What you are asked to do -> All of the data that follows needs to be printed again, exactly as it reads.

Input data Block Start

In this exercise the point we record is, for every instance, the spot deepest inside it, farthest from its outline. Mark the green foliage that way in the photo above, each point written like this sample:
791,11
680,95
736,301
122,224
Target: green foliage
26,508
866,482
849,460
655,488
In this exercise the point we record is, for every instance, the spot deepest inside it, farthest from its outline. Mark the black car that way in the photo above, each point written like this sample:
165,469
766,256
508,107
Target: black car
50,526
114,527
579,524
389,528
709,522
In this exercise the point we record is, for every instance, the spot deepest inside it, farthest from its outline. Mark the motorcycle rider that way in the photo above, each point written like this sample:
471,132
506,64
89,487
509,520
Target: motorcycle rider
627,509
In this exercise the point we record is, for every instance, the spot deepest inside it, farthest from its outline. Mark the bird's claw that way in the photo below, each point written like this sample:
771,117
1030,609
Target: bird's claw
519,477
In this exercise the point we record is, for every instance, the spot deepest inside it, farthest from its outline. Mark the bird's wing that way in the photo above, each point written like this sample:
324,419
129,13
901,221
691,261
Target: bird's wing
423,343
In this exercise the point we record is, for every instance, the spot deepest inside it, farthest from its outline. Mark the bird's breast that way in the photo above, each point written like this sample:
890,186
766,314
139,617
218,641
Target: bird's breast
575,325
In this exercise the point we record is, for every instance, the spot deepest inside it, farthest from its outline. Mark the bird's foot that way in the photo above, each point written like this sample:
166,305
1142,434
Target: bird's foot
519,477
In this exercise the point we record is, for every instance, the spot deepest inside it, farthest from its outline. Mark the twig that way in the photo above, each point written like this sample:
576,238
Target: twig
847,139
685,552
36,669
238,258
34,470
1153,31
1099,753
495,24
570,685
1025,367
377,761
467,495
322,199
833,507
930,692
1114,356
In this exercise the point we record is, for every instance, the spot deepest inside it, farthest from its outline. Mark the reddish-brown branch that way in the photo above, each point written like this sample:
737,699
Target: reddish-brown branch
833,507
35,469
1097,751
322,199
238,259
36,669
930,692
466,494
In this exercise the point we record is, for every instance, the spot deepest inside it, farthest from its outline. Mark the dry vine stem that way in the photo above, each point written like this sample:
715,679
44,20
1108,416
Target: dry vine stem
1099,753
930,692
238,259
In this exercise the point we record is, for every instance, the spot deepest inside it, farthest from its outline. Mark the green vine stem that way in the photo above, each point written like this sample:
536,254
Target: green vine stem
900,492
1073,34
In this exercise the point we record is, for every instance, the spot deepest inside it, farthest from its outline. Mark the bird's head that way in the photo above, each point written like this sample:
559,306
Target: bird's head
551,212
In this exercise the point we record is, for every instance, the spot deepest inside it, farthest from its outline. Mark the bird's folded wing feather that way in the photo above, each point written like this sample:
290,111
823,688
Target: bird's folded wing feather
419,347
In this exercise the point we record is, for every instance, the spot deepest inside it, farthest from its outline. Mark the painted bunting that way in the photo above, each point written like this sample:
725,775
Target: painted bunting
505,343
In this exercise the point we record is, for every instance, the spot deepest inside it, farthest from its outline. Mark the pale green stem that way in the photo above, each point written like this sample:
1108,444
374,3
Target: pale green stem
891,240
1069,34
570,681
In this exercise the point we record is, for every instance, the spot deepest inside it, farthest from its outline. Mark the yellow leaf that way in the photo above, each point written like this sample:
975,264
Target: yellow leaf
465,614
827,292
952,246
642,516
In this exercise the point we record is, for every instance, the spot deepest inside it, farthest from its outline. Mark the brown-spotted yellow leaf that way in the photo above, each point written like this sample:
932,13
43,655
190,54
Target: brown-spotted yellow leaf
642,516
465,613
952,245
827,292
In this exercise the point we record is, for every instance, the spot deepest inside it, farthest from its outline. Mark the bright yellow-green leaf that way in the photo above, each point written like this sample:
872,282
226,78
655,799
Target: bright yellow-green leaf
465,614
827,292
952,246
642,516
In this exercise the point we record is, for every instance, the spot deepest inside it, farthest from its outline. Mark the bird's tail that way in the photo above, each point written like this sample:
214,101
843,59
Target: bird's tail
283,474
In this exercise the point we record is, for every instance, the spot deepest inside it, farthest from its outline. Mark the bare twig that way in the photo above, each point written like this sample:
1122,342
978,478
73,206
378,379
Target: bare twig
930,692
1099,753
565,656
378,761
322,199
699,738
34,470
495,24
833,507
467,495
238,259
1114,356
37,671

Input data Block End

Written reply ->
In this exercise the point we record is, for every instance, the spot deepest inside it, farthest from its outline. Mark the green foliage that way in the photo above, each point written like this sample:
791,11
680,95
736,301
122,224
Target: green foliage
26,508
866,482
849,460
655,488
In this exercise the point we record is, for every instance, the spot deepest inside it, farthest from its outline. Mark the black car that way in the photo above, each point written like this sample:
165,469
766,256
508,107
Target: black car
50,526
114,527
579,524
389,528
709,522
In this exercise the point we record is, for every instance, the spot deepest inside it, farthest from its outline. Mark the motorcycle rider that way in the photo above, each point written like this sample:
471,132
506,64
89,487
509,520
Target: motorcycle rider
627,509
In this exercise the point we record is, for every instance, the spot deepest inside it, farthest from its outline. Mark the bird's claw that way in the photo below, each point written like this sample:
771,117
1030,609
Target: bird's claw
519,477
In this exercise the point we record is, for every instance, the spot deepest inside it, farthest from its outline. Mark the bird's wing that way in the photo above, each point written like this sample:
324,419
129,13
901,221
691,261
Target: bird's wing
423,343
In this exercise the point we record is, for every instance, the spot deepest inside it, farthest from its outline. Mark the bird's breast that way in the photo above, each point written like this sample:
890,186
766,314
139,617
218,641
Target: bird's breast
575,325
In this exercise the point we record is, for every instance, the spot deepest inside it, farthest from its outline. Mark the bird's foot that way in the photo above, each point written like this sample:
166,305
1142,434
Target: bird's foot
519,477
In this exercise the point we record is, for every instance, the spot deepest inside it, farthest from its outline. Mark the twig that way in the photo above, each point written like this sample:
576,238
Target: twig
847,139
685,552
36,669
238,258
34,470
1153,31
1099,753
495,24
570,685
1025,367
377,761
467,495
322,199
833,507
930,692
1114,356
In this exercise the point we record is, for every instance, the spot deepest inside it, farthest from its outline. Mark the reddish-brown branch that way in the photo above, each point written like this sample:
737,699
Target: reddish-brown branch
833,507
35,469
1097,751
322,199
238,259
36,669
930,692
466,494
In this exercise the point we record is, for every instance, the spot deepest inside it, farthest from its outline. Mark the dry vine stem that way in the photo above, each point written like this sample:
715,679
44,20
1108,416
Target: dry vine stem
1099,753
930,692
238,259
In this exercise the point we record is, for every instance, the spot deepest inside it, farthest from its outline. Mark the green vine stem that way in the photo above, each point written like this sample:
536,254
Target: green vine stem
900,492
1073,34
In this exercise the point we record is, for every instance, the spot deepest inside it, farthest from its outline. Mark the bird's head that way in the photo above, each point written like this sample:
559,306
Target: bird's head
551,212
In this exercise the point we record is, for every instance, the spot deepest inside it, farthest from its outline. Mark the bird's folded wing feather that way in the photo above, each point written like this sample:
290,111
823,688
Target: bird's folded wing feather
419,347
In this exercise the point we record is, for every instance, the spot deepest inside it, farthest from its outline. Mark the painted bunting that way in the photo above, each point written like this sample:
725,775
Target: painted bunting
505,343
In this exercise the point we record is, for every instance, the spot deepest inside it, farthest from its outline. Mark the pale green stem that way in the photo above, each point written like this sample:
1108,444
374,3
Target: pale green stem
891,240
1069,34
570,681
In this exercise the point we record is, for every instance, the spot deepest inside it, farthest from its outline. Mark the yellow leaf that way in the photo above, each point written like this sample:
975,264
Target: yellow leaf
465,614
827,292
952,246
642,516
In this exercise the point we record is, for every instance, the spot deepest inside it, farthest from its outline. Mark the brown-spotted yellow leaf that way in the photo above, each point written like this sample:
932,13
43,655
190,54
Target: brown-spotted yellow leaf
642,516
465,613
952,245
827,292
In this exercise the point we record is, for every instance, the spot deepest inside it, farthest from its outline. Mark the bright yellow-green leaf that way in the photo above, each point written like this sample:
872,282
226,78
655,799
Target: bright yellow-green leaf
465,614
827,292
952,246
642,516
In this exercise the point we record is, for every instance, the spot deepest inside it, farthest from its outline. Mark the bird's tail that way in the photo above, each point written like this sample:
214,101
843,59
Target: bird's tail
283,474
In this exercise the point we record is, for every instance, the spot deepest inside it, farthest from its outline. Mark the bare twig that way in the photo above, each point written like this sample:
1122,342
978,478
73,206
378,379
Target: bare twig
930,692
1099,753
565,656
378,761
322,199
699,738
34,470
495,24
833,507
467,495
238,259
1114,356
37,671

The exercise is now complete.